Aim of the task: Report how many lines in the data include "shutter", with the number as the only reply.

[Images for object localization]
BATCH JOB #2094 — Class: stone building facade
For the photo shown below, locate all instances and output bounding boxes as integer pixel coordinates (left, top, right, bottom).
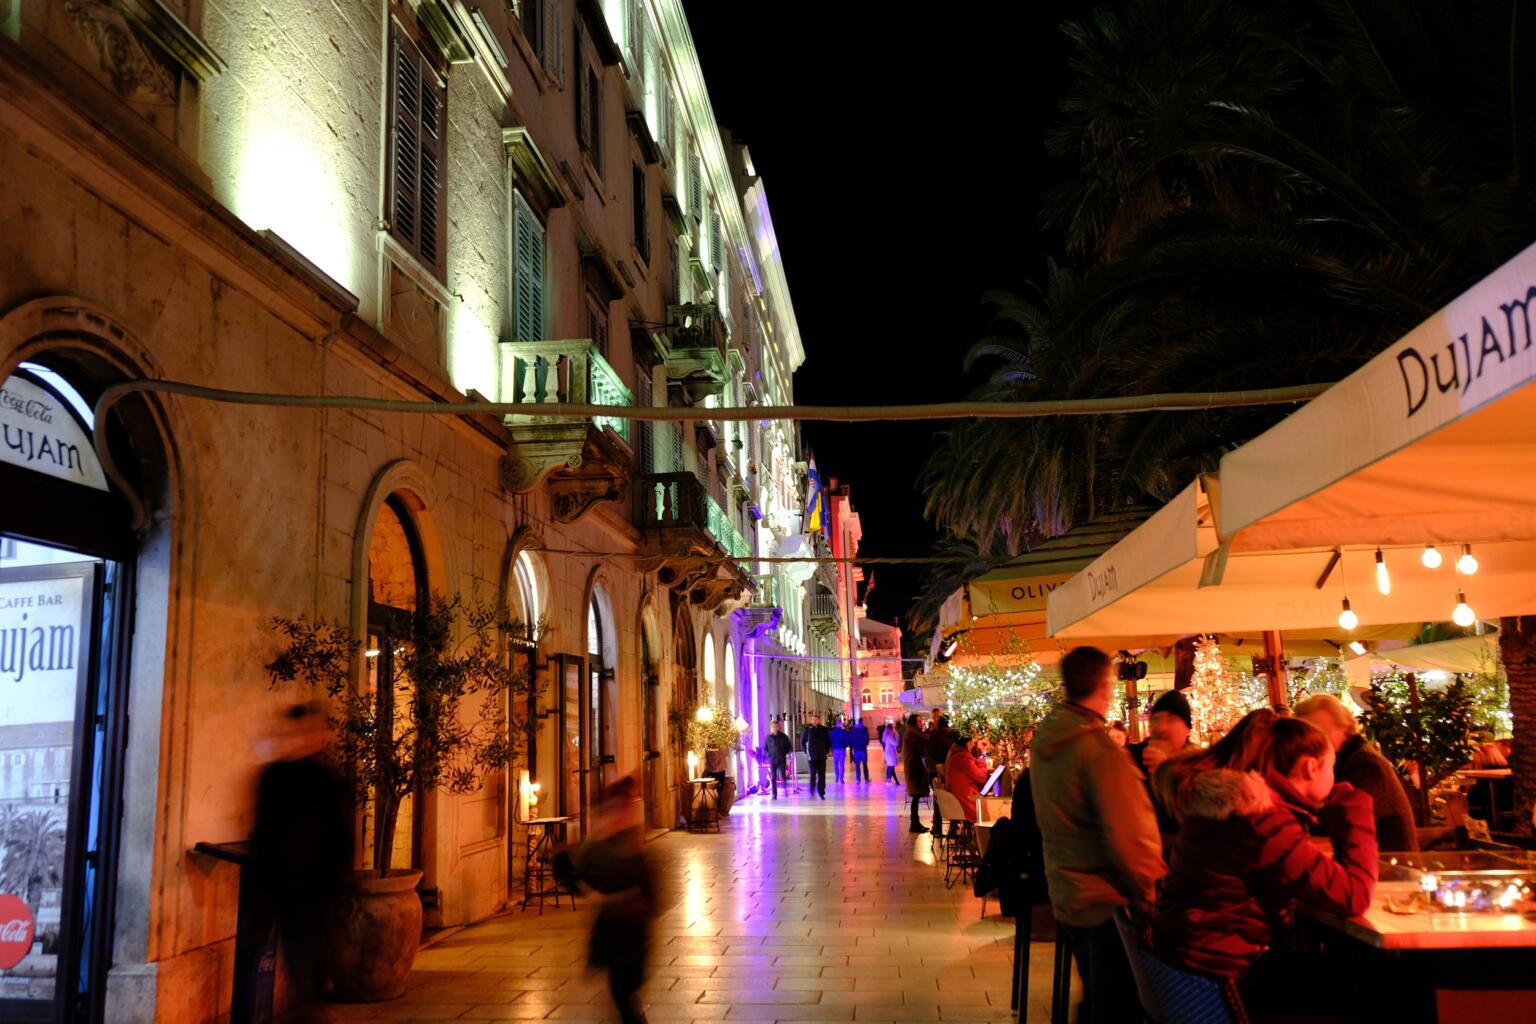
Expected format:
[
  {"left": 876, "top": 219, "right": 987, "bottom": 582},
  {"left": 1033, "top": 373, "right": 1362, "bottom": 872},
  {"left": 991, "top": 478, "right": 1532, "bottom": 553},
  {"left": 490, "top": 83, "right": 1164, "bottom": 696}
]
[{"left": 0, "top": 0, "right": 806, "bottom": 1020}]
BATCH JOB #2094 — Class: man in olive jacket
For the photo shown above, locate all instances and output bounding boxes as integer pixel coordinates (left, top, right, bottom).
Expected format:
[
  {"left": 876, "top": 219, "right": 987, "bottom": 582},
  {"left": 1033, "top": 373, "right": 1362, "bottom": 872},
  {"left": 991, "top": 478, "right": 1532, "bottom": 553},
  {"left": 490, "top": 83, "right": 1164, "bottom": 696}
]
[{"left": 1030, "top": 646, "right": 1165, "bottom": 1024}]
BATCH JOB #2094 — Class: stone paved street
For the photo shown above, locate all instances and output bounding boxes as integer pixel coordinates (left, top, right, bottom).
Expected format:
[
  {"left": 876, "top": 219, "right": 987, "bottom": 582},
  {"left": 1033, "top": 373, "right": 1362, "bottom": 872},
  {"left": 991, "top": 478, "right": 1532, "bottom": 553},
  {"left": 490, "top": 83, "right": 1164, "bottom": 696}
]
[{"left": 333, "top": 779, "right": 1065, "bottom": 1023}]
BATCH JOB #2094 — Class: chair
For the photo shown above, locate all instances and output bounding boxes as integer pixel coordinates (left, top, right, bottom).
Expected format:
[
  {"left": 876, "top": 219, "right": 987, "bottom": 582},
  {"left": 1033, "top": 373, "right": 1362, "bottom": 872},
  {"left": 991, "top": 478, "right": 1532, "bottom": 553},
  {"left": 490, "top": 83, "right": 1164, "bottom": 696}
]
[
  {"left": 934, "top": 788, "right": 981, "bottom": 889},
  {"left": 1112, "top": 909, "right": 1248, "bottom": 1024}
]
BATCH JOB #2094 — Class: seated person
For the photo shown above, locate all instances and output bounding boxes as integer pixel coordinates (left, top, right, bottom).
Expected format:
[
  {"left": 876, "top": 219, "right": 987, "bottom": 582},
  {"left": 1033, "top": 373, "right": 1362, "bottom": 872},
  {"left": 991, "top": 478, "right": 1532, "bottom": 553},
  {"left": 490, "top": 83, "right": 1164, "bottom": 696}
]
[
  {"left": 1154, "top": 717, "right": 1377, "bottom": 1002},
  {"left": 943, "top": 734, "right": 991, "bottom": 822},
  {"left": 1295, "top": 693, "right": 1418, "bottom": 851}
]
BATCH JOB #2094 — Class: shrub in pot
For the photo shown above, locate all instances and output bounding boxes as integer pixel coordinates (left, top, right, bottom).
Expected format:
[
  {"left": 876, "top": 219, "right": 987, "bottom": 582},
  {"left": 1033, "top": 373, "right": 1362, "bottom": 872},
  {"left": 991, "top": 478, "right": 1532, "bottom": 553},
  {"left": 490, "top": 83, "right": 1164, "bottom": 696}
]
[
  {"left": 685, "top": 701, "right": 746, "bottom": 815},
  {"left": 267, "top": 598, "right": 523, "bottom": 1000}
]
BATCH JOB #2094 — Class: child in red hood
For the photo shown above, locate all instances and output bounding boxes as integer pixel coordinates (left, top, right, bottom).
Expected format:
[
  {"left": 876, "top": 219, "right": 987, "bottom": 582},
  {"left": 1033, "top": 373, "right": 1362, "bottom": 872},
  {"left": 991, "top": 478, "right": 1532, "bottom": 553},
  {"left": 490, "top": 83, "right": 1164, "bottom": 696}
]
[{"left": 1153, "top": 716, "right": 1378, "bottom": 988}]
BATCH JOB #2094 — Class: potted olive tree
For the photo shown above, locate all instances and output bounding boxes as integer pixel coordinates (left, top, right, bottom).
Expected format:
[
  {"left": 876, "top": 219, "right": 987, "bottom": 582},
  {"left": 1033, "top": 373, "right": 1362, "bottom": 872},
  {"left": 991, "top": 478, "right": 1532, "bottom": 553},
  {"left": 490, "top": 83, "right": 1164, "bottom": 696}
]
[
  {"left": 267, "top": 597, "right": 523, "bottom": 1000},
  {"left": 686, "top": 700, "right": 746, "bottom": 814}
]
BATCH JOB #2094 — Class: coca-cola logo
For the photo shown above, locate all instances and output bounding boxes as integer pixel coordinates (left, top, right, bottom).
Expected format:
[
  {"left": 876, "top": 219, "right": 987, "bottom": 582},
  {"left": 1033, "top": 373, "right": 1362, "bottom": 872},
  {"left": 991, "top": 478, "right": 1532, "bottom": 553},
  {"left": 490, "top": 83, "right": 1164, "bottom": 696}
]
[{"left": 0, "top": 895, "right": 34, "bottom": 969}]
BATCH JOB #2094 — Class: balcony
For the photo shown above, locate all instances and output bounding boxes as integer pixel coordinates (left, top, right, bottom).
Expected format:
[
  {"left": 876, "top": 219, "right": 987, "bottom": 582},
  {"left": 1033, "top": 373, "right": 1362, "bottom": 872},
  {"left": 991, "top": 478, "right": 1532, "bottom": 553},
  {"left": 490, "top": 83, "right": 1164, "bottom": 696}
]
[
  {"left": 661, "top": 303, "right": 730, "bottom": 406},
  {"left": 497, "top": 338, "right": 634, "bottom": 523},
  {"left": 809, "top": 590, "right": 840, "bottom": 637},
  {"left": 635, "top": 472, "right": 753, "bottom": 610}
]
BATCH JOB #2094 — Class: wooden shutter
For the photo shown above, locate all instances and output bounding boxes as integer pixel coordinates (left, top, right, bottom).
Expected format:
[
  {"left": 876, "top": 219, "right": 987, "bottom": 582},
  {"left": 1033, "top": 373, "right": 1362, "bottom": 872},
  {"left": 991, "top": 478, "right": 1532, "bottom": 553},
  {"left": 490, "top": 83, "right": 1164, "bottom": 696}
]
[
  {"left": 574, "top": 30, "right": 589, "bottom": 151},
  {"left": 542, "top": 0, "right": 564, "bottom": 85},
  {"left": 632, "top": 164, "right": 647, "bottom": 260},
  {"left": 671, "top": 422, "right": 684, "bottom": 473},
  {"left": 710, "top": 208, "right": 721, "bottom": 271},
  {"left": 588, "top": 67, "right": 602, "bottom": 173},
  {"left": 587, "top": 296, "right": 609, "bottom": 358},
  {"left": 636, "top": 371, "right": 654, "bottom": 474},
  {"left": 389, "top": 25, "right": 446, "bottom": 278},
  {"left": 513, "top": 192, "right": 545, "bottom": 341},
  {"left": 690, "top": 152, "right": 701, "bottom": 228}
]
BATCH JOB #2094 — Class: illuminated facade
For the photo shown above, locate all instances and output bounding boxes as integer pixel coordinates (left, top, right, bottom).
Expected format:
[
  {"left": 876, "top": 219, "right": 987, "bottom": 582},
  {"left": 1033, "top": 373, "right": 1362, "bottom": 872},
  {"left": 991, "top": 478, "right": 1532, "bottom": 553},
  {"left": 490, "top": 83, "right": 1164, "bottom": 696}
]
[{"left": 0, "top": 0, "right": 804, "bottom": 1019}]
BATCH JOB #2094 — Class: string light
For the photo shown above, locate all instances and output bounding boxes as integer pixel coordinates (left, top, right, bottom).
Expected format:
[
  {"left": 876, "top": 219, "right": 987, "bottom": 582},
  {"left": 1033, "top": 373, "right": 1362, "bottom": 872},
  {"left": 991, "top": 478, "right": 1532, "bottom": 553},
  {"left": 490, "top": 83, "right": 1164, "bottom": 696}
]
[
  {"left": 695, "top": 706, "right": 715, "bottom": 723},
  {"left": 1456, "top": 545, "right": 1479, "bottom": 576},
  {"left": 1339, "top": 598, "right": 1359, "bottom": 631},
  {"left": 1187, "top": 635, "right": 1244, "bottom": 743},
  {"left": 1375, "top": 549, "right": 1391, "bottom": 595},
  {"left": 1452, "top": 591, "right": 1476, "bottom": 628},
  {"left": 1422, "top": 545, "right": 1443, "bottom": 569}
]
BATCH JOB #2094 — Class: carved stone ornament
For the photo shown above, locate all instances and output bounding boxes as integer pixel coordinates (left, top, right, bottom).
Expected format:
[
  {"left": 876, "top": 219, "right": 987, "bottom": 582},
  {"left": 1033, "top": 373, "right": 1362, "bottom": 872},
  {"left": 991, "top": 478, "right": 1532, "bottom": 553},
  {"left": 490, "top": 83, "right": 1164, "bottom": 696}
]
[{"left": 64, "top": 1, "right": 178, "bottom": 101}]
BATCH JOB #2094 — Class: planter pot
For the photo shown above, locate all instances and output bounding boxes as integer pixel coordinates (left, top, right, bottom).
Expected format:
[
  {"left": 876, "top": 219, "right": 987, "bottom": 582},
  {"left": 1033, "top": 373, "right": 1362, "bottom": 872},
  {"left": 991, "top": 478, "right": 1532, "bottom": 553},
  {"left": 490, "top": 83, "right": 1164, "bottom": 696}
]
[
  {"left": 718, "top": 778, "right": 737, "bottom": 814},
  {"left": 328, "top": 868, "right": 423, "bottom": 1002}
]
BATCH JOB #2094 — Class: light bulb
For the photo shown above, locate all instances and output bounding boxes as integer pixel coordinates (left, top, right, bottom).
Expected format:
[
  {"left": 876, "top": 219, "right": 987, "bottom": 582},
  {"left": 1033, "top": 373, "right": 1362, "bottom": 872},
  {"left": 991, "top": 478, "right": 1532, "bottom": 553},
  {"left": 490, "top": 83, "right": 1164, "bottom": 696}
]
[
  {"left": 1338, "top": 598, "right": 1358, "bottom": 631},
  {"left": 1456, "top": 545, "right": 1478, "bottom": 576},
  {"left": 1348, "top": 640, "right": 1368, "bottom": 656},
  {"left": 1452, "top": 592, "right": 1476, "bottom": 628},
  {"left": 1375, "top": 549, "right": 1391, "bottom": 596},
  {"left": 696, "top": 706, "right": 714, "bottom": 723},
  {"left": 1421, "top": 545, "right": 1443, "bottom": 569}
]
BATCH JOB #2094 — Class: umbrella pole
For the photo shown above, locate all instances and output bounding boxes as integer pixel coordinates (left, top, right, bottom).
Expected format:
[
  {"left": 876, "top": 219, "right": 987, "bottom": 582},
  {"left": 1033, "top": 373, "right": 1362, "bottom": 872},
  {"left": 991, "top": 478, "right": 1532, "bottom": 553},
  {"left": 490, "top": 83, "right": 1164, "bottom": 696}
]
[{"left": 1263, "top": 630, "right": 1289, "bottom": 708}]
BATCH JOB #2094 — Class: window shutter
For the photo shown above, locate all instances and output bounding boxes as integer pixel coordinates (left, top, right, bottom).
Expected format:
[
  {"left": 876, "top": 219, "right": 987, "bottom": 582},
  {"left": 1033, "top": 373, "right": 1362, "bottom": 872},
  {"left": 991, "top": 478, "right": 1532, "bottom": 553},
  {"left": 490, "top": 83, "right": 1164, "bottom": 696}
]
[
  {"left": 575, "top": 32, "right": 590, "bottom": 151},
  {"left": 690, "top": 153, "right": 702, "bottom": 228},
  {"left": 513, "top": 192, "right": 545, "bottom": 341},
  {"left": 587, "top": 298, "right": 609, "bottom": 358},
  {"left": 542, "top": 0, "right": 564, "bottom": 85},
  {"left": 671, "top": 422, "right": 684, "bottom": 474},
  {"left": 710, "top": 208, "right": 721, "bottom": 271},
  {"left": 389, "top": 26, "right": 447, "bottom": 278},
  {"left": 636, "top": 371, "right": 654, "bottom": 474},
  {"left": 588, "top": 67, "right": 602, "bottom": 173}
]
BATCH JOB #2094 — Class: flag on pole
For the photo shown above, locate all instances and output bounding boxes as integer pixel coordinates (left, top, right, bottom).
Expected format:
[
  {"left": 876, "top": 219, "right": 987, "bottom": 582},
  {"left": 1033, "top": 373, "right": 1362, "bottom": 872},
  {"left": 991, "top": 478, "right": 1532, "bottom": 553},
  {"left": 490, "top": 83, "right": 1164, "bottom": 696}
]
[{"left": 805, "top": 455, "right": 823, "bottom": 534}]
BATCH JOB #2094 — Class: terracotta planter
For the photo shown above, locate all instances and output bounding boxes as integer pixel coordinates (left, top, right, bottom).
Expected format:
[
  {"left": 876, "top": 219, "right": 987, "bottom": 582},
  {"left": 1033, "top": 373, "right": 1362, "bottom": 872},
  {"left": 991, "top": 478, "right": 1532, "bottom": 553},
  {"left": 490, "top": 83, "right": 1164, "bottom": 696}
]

Exercise answer: 2